» **Directions**
Could you return each line from the one bearing "The component shall return one point per instance of the river" through the last line of the entries, exactly as it stands, with no pictures?
◇ ◇ ◇ ◇ ◇
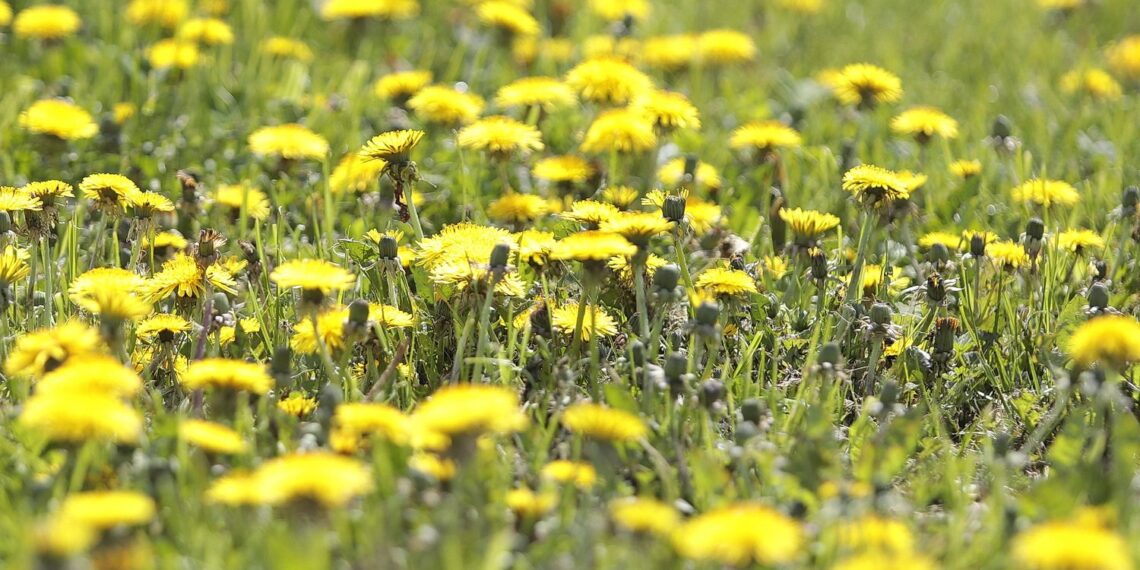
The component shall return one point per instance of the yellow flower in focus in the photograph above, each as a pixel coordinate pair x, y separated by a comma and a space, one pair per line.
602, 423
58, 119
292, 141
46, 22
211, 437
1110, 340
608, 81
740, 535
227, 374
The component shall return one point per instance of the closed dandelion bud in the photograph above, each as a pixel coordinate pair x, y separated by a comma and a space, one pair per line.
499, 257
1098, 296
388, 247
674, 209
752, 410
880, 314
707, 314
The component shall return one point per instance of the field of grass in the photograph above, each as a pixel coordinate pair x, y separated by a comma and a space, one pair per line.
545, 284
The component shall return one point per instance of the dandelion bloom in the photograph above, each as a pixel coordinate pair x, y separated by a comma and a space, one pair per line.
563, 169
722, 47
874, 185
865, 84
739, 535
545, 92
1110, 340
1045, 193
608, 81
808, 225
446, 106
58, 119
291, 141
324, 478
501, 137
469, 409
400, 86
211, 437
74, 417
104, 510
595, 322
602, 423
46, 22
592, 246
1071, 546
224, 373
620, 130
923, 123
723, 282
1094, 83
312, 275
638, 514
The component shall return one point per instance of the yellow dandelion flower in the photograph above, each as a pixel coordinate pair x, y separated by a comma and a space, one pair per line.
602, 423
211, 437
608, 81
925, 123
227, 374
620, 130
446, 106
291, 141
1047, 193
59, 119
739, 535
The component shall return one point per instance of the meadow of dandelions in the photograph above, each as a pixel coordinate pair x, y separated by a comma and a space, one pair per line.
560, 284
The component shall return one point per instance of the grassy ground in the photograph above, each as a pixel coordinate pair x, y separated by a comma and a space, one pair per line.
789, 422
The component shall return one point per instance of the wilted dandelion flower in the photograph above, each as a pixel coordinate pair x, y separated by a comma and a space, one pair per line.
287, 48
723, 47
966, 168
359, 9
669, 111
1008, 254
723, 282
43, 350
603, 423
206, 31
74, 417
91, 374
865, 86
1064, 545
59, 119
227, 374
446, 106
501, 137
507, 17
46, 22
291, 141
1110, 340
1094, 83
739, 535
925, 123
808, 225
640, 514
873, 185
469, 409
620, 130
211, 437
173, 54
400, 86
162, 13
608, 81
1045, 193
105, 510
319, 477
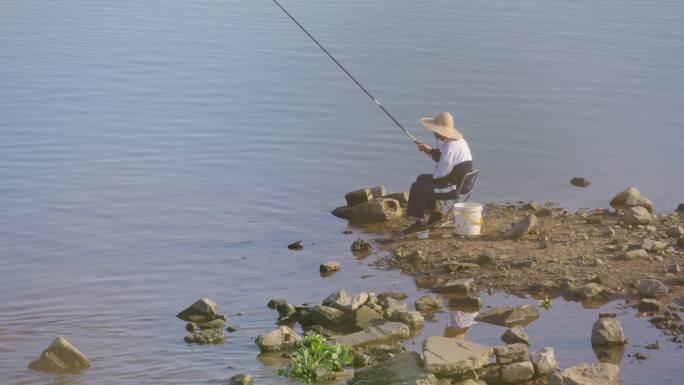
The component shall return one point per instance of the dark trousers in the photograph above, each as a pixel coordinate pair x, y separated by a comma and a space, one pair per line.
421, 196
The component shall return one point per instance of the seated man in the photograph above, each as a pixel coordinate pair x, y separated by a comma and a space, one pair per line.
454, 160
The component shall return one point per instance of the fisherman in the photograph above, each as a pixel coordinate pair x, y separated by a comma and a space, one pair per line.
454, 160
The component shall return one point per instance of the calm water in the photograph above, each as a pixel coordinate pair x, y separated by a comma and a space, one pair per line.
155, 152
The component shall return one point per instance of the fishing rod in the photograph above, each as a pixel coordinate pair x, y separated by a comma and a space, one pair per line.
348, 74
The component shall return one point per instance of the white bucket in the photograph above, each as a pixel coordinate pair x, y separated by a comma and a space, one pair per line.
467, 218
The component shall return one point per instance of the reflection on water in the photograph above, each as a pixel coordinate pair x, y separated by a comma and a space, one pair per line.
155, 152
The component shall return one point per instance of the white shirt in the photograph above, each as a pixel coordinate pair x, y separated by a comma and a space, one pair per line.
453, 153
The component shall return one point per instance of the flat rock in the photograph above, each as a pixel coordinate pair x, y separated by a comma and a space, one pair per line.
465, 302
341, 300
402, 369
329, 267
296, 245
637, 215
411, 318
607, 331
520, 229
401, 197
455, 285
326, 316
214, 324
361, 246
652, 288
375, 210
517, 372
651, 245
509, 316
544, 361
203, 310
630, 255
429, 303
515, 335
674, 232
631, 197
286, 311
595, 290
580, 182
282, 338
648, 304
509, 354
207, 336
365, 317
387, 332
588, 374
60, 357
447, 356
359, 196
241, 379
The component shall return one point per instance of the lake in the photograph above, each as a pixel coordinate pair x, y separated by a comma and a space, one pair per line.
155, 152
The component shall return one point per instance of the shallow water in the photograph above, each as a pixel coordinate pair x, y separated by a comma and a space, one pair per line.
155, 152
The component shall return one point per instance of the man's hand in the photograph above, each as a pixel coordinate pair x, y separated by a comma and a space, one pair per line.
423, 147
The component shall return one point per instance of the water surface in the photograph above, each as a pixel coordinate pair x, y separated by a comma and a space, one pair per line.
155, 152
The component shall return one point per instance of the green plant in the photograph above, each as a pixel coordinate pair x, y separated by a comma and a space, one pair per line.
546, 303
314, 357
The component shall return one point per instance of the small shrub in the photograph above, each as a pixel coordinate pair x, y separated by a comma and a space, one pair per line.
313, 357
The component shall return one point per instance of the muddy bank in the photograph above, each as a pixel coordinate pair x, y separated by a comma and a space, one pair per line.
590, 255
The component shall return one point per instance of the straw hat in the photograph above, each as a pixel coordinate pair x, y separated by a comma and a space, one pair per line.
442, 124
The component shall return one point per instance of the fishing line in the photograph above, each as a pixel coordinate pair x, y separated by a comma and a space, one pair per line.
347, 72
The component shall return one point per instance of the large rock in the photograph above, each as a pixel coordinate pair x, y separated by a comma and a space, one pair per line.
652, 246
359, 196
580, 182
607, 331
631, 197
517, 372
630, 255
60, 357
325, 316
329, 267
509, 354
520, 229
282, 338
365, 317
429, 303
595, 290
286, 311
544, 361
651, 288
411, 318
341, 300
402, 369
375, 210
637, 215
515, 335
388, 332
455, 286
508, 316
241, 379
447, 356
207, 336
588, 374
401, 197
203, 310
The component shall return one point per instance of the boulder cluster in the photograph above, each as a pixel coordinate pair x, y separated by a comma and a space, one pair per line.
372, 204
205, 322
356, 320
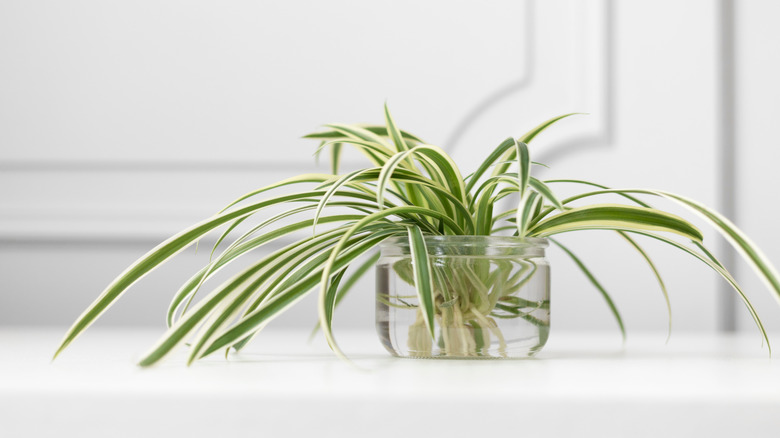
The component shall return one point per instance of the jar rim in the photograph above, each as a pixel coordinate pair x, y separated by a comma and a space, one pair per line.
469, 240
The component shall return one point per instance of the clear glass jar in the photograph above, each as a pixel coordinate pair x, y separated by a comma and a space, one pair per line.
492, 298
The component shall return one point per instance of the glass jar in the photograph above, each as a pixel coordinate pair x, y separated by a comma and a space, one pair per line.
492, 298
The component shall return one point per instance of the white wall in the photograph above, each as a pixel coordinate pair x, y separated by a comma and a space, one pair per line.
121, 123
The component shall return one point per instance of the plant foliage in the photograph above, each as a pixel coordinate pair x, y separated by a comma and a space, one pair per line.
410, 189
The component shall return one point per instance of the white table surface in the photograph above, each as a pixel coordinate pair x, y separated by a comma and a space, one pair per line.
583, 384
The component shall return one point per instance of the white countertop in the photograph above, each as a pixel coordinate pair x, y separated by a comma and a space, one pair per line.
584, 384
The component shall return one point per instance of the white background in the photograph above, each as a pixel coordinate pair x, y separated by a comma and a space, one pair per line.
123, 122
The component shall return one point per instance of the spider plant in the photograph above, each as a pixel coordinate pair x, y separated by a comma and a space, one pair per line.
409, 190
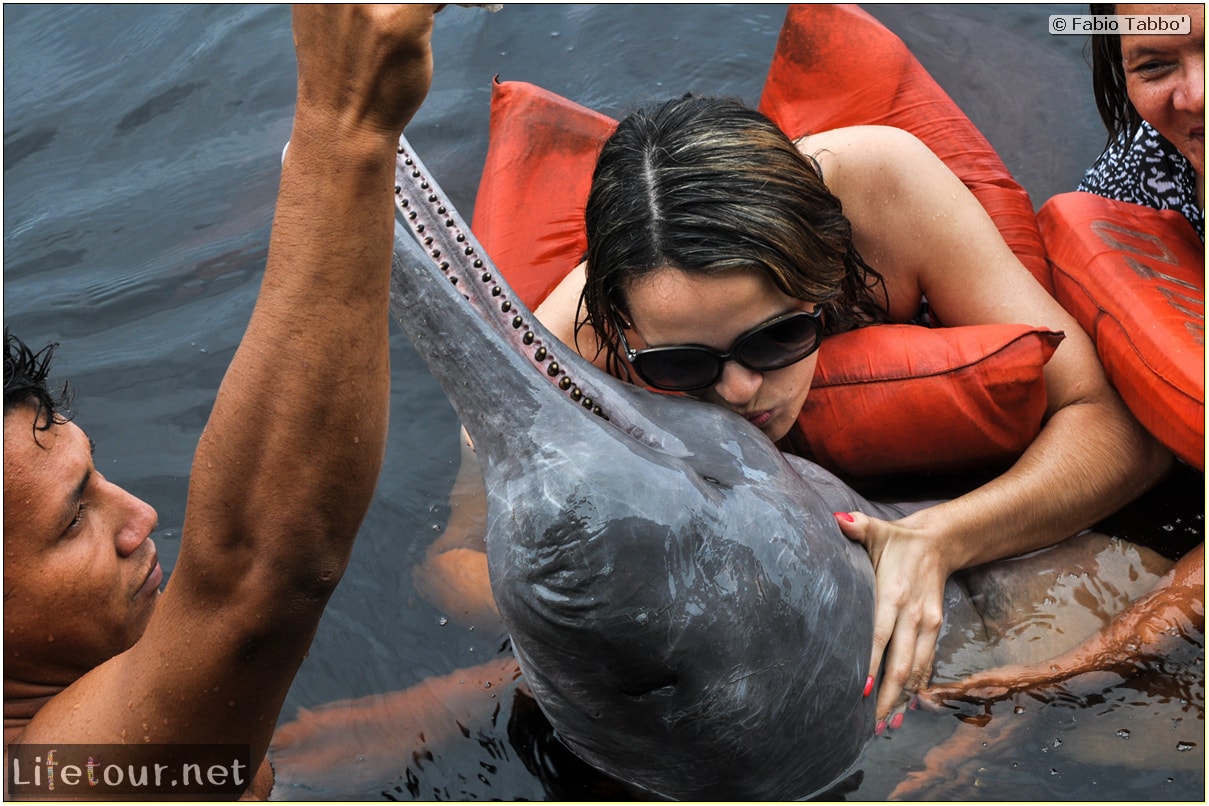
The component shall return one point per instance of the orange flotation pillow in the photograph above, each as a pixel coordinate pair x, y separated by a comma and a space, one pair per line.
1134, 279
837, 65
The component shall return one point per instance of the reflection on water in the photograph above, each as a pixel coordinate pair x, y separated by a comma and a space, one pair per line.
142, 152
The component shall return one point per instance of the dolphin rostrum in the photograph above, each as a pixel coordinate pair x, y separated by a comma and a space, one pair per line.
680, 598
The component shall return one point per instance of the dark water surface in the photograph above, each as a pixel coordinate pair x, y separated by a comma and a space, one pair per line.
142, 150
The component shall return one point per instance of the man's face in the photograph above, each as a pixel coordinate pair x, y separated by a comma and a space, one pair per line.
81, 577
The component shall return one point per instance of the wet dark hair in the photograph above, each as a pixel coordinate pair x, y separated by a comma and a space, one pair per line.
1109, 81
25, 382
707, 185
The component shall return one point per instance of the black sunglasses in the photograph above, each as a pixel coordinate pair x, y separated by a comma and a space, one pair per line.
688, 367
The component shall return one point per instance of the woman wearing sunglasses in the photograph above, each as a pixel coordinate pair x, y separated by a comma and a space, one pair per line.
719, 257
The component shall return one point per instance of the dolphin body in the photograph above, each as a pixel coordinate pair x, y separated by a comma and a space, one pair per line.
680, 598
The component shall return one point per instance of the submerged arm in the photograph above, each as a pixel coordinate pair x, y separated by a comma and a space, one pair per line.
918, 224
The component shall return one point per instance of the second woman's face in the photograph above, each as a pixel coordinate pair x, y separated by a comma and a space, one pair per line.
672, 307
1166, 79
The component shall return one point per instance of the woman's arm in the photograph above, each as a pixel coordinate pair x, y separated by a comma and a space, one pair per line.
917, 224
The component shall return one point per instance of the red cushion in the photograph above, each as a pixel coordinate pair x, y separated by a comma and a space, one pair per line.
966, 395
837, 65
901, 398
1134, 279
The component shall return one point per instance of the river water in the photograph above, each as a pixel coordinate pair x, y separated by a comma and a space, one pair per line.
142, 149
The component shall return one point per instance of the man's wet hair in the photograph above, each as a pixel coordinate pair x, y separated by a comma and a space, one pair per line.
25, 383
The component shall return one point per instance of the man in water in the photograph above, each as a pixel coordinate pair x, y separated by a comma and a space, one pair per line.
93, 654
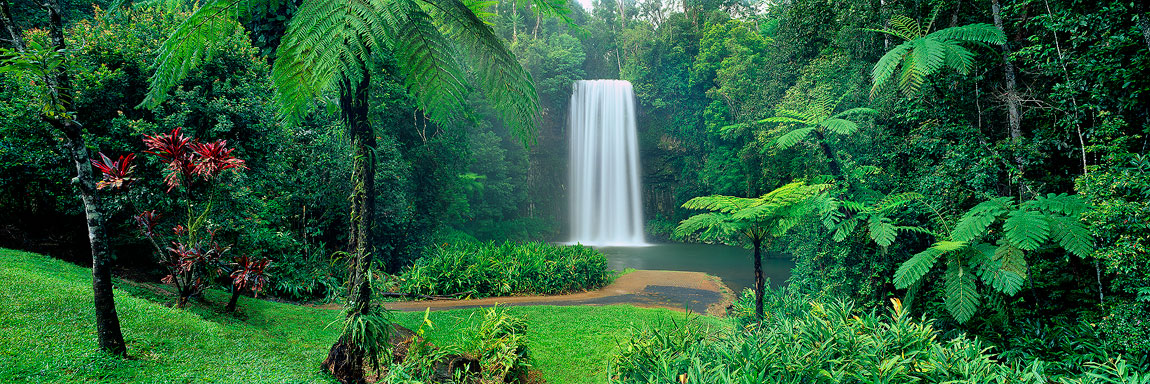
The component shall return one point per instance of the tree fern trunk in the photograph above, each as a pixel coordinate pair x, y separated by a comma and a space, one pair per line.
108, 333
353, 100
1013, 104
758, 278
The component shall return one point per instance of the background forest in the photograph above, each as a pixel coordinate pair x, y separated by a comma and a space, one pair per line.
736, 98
◇ ◇ ◇ ◇ ◇
» **Reply to the exercise**
The component shall return one point per instance of the river water in the photograph above, each as a pixel coordinate pair x, y separated by a comma and a space, one pair per line.
142, 149
The component shall return one point per instance of the man's wet hair in the photograph above, each as a pixel coordinate pair x, y separated by a comma and a space, one pair per line.
25, 383
The component shall return one point per instance of the man in water in the photograph above, each as a pixel coordinate pair x, y separated by a comma and a space, one pair per line.
93, 654
The component shall return one point per instance of the tree fern trunk in the photograph above, each as a pixel coordinate pair x, y separated by a comma and a space, one pair per line.
108, 333
353, 100
1013, 104
758, 278
The component shall return one point per instance of the background forest in the photograph above, each as a pixel coordinate pair x, y separated by a comma and a space, one pair per line.
736, 98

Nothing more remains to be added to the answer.